Objetivo da tarefa:
Pode reescrever o comentário sobre «As Reputações», tudo desde "Sim, a cidade" até "da cidade: (...)", substituindo "entropia" por "desordem"?

Li «AS REPUTAÇÕES» de Juan Gabriel Vásquez de uma assentada e recomendo bastante a sua leitura. Julgo ser difícil que se faça de outra forma já que o texto flui de forma viciante.
"Ele já quase nunca vinha à cidade e habituara-se a olhar o mundo através dos ecrãs e das páginas, a deixar que a vida viesse até si em vez de a perseguir nos seus esconderijos (...)
Sim, a cidade era outra. Contudo, não era nostalgia aquilo que embargava Mallarino quando constatava as mudanças, mas um curioso afã por suster a sua própria entropia interior, a lenta oxidação dos seus órgãos, a erosão da sua memória reflectida na memória erodida da cidade: (...)
O maior caricaturista político da história colombiana tinha sido devorado, como tantas outras figuras, pela fome sem fundo do esquecimento. Também de mim se esquecerão um dia, (...)"

Registos do conjunto:
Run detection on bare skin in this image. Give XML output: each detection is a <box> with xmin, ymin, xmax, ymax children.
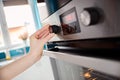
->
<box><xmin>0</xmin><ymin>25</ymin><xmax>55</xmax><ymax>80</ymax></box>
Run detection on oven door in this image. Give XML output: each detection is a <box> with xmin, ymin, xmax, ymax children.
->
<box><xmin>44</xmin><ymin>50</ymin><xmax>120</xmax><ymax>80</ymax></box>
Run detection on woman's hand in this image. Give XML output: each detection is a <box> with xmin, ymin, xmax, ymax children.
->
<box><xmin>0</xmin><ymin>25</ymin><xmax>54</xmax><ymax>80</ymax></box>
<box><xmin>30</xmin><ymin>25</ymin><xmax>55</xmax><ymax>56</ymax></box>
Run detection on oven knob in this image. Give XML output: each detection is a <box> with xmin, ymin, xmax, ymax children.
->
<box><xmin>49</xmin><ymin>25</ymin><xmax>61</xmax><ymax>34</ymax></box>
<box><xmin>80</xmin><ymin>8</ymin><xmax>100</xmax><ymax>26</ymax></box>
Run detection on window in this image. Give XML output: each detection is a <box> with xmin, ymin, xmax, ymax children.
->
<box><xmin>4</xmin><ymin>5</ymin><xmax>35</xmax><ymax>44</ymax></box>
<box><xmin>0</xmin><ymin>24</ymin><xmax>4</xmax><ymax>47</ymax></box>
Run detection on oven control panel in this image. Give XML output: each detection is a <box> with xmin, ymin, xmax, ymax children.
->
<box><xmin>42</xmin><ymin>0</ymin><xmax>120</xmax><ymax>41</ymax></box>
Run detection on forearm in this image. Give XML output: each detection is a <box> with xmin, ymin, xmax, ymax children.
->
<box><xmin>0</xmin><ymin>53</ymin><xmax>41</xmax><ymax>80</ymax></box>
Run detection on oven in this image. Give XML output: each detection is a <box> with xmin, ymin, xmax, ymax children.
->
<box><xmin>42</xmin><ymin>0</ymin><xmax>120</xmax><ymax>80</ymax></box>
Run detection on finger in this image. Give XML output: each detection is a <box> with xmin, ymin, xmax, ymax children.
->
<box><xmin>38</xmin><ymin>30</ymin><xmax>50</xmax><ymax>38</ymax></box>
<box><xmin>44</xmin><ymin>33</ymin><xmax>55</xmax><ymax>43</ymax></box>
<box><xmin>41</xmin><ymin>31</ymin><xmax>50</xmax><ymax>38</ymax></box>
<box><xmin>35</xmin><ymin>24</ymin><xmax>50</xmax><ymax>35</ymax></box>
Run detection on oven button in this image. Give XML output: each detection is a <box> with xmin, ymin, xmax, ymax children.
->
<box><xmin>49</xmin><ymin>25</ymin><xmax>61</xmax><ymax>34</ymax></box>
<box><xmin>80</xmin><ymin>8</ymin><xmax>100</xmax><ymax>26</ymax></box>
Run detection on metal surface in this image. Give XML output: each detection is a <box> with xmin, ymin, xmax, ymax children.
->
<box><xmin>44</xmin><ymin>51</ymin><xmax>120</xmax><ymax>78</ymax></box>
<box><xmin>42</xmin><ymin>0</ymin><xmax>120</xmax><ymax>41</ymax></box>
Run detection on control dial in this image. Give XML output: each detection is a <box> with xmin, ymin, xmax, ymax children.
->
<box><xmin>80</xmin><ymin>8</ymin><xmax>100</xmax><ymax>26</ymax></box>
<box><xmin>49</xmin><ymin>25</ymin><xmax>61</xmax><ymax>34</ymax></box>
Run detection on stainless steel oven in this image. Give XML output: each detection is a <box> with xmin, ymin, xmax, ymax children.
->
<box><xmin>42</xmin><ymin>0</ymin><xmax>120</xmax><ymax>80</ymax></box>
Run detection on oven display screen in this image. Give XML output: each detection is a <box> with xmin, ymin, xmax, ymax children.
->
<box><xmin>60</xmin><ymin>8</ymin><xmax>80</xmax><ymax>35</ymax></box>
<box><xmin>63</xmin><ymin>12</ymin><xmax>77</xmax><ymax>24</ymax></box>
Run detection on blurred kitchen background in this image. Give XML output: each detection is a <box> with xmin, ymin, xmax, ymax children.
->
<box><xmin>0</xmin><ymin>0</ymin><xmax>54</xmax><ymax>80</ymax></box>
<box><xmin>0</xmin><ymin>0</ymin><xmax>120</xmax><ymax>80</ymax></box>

--

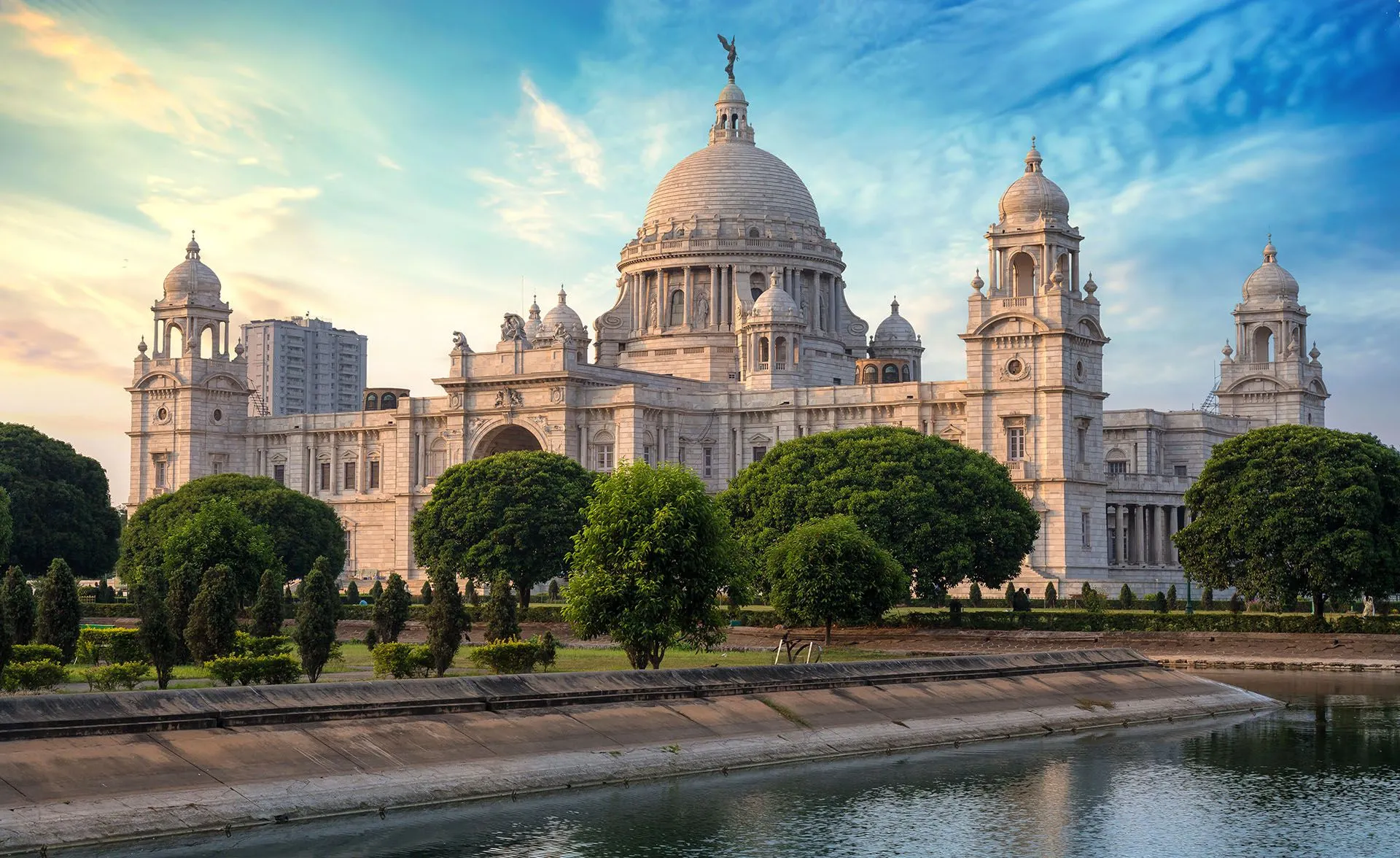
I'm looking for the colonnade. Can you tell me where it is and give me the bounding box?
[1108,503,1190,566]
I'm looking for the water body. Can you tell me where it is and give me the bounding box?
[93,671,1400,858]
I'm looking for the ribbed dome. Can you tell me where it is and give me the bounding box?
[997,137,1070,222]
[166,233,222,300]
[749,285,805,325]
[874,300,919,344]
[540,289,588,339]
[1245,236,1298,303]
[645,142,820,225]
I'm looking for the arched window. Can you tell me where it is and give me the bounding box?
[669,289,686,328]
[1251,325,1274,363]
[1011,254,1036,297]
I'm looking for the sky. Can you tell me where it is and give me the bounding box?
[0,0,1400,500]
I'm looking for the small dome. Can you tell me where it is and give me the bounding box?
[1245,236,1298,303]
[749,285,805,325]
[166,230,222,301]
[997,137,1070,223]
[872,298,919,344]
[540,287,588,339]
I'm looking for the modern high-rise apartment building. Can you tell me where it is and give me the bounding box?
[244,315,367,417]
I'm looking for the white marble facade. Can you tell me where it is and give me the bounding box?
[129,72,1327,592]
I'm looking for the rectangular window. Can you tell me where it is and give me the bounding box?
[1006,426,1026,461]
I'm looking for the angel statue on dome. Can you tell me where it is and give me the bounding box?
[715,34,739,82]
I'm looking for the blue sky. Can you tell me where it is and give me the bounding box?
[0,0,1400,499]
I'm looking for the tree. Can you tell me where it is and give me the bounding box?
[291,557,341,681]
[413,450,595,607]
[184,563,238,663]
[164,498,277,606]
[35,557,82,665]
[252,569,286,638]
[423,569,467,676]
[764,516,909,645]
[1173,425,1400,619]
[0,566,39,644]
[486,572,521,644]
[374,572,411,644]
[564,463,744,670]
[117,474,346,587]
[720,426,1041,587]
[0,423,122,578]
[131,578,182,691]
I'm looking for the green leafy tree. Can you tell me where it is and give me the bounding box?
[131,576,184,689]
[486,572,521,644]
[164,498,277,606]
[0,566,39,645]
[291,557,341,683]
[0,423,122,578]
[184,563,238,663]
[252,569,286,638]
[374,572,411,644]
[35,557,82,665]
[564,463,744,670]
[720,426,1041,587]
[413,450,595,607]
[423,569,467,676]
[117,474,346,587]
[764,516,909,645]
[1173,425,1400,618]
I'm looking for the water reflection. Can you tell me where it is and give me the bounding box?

...

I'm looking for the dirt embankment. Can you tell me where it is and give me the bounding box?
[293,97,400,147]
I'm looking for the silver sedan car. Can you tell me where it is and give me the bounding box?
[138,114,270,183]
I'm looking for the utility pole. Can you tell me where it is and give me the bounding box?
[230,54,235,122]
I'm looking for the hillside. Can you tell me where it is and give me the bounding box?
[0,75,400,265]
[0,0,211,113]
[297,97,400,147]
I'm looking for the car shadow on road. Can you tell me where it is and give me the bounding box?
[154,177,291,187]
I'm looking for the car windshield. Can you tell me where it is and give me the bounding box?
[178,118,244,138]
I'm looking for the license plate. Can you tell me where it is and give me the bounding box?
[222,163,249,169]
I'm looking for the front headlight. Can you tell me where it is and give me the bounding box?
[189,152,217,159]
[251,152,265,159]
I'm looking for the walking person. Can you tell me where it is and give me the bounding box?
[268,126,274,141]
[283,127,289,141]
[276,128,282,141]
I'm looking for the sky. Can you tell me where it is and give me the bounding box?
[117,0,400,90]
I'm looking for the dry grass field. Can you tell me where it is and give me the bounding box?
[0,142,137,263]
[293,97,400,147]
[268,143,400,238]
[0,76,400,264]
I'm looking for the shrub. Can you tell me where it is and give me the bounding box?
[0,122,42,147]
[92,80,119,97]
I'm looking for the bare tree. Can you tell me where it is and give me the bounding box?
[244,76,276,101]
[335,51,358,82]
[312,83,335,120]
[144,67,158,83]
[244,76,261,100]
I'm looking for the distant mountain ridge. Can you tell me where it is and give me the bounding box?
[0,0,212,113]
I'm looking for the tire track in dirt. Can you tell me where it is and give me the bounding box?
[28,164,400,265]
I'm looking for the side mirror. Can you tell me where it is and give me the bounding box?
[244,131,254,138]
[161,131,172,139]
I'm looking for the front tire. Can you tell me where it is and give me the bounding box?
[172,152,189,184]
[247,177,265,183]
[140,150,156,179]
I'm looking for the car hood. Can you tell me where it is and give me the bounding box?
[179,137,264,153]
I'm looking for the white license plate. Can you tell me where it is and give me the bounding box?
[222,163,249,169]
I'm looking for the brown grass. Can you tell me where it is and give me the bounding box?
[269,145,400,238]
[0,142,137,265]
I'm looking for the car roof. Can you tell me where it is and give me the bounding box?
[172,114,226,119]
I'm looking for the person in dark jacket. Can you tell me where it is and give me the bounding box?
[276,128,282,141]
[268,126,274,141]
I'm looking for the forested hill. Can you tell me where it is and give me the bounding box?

Resposta escrita:
Sim, a cidade era outra. Contudo, não era nostalgia aquilo que embargava Mallarino quando constatava as mudanças, mas um curioso afã por suster a sua própria desordem interior, a lenta oxidação dos seus órgãos, a erosão da sua memória reflectida na memória erodida da cidade: (...)